Give the data below again, word for word.

[Saved entries]
--- --- ---
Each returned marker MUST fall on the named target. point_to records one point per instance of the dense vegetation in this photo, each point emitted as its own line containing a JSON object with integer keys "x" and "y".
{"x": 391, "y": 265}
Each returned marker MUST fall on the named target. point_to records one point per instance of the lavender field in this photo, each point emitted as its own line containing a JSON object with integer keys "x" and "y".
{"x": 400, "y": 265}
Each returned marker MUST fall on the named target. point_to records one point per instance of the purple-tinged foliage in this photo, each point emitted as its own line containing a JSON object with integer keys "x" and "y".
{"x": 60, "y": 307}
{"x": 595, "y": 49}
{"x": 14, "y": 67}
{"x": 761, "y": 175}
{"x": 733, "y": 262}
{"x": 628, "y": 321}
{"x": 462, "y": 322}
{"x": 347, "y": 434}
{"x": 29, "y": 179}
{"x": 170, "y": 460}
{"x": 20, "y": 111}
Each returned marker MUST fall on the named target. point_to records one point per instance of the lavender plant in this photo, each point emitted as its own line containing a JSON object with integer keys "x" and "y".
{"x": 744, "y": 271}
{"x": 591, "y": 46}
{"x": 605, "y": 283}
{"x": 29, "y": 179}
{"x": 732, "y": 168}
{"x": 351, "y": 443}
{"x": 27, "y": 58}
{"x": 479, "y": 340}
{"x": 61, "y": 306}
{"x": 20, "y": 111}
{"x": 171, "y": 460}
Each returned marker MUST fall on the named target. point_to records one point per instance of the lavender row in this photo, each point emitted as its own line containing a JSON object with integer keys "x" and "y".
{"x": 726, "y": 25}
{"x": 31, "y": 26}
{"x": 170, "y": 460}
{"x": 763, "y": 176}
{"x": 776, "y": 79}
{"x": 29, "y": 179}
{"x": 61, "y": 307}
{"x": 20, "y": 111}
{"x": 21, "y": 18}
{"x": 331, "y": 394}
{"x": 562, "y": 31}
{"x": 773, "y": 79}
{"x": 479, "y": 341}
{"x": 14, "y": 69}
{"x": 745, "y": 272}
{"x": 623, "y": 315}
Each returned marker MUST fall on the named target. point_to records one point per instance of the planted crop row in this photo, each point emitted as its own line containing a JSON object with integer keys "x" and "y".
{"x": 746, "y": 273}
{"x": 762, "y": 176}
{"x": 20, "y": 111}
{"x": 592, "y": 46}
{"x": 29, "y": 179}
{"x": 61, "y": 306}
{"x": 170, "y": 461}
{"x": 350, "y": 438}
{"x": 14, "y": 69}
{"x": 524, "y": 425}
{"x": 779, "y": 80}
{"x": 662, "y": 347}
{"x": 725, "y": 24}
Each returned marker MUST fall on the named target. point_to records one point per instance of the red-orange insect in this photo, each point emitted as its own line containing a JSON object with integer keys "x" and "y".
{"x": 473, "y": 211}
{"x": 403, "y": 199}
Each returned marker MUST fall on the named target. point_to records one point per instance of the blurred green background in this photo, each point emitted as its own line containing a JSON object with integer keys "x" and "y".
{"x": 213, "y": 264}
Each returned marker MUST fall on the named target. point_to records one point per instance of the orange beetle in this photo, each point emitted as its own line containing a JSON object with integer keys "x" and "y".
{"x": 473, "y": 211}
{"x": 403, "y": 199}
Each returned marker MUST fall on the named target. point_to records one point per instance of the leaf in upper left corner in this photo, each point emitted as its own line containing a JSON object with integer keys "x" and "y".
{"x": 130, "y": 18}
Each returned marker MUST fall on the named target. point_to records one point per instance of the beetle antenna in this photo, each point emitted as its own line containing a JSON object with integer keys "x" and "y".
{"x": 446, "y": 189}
--- --- ---
▶ **Result of the exercise**
Each returned marker MUST fall on the named target. point_to records one point per instance of the dense vegetation in this photo, each point emitted as its own line containing a JSON object with integer keys "x" and "y".
{"x": 391, "y": 265}
Each returned marker MUST fall on the named target. point_to records one point per instance of the lavender field in this photo, each point emitted as its own line containing a JSON object with integer keys "x" and "y".
{"x": 400, "y": 265}
Each returned marker MUST fall on the named target. point_to records one point per instance of the purple-tinged foliage in this photo, each point emitted as its own line containing a JSON object with integer keys "x" and "y".
{"x": 60, "y": 307}
{"x": 595, "y": 49}
{"x": 14, "y": 67}
{"x": 761, "y": 175}
{"x": 733, "y": 262}
{"x": 628, "y": 321}
{"x": 462, "y": 322}
{"x": 347, "y": 434}
{"x": 29, "y": 179}
{"x": 170, "y": 460}
{"x": 20, "y": 111}
Each returned marker MUST fall on the named target. point_to records one point per instance of the lavender plant in this photo, each point emitted as its own line containing a JSON object with integer keys "x" and "y".
{"x": 744, "y": 271}
{"x": 591, "y": 46}
{"x": 605, "y": 283}
{"x": 29, "y": 179}
{"x": 732, "y": 168}
{"x": 351, "y": 443}
{"x": 27, "y": 58}
{"x": 479, "y": 340}
{"x": 61, "y": 306}
{"x": 20, "y": 111}
{"x": 171, "y": 460}
Each returned marker MUST fall on the named target. point_to records one point per instance of the lavender row in this photo, each point emitted as its own line containing a JSON object with integer keys "x" and "y".
{"x": 726, "y": 25}
{"x": 31, "y": 26}
{"x": 170, "y": 460}
{"x": 763, "y": 176}
{"x": 776, "y": 79}
{"x": 29, "y": 179}
{"x": 61, "y": 307}
{"x": 20, "y": 111}
{"x": 21, "y": 18}
{"x": 331, "y": 394}
{"x": 562, "y": 31}
{"x": 773, "y": 79}
{"x": 479, "y": 341}
{"x": 14, "y": 69}
{"x": 745, "y": 272}
{"x": 623, "y": 315}
Each returned marker MUST fall on the named target. point_to records one point per instance of the planted crop row in this photo, each point emitted as its own line containing a JSON object with integer keys "x" and "y".
{"x": 746, "y": 273}
{"x": 762, "y": 176}
{"x": 20, "y": 111}
{"x": 592, "y": 46}
{"x": 29, "y": 179}
{"x": 61, "y": 306}
{"x": 170, "y": 461}
{"x": 350, "y": 438}
{"x": 14, "y": 69}
{"x": 524, "y": 425}
{"x": 779, "y": 80}
{"x": 662, "y": 347}
{"x": 725, "y": 24}
Each returned marker MUST fall on the named target. point_to records one point per instance of the red-orange insect in this photo, each point emitted as its own line containing a JSON object with integer keys "x" and "y".
{"x": 473, "y": 211}
{"x": 403, "y": 199}
Each returned marker MUST fall on the named target. point_to records one point per instance of the blurred green background in this photo, each point emitted as its own line containing a JSON object with integer keys "x" and "y".
{"x": 213, "y": 264}
Each returned marker MUST fall on the named target. point_to records one point per instance of the orange beetle in this photo, each point emitted as its own line containing a JSON object with integer keys "x" and "y".
{"x": 473, "y": 211}
{"x": 403, "y": 199}
Each returned marker MUST fall on the named target. point_to records one point per instance of the leaf in upper left corner in this photo, each point emitted as its own line containing a JSON object with integer keys "x" and "y".
{"x": 130, "y": 18}
Each returned marker MUST fall on the named target. point_to records one point per instance of the beetle antenna in this photo, each point emitted as its own line containing a JSON object with integer keys "x" and "y".
{"x": 446, "y": 189}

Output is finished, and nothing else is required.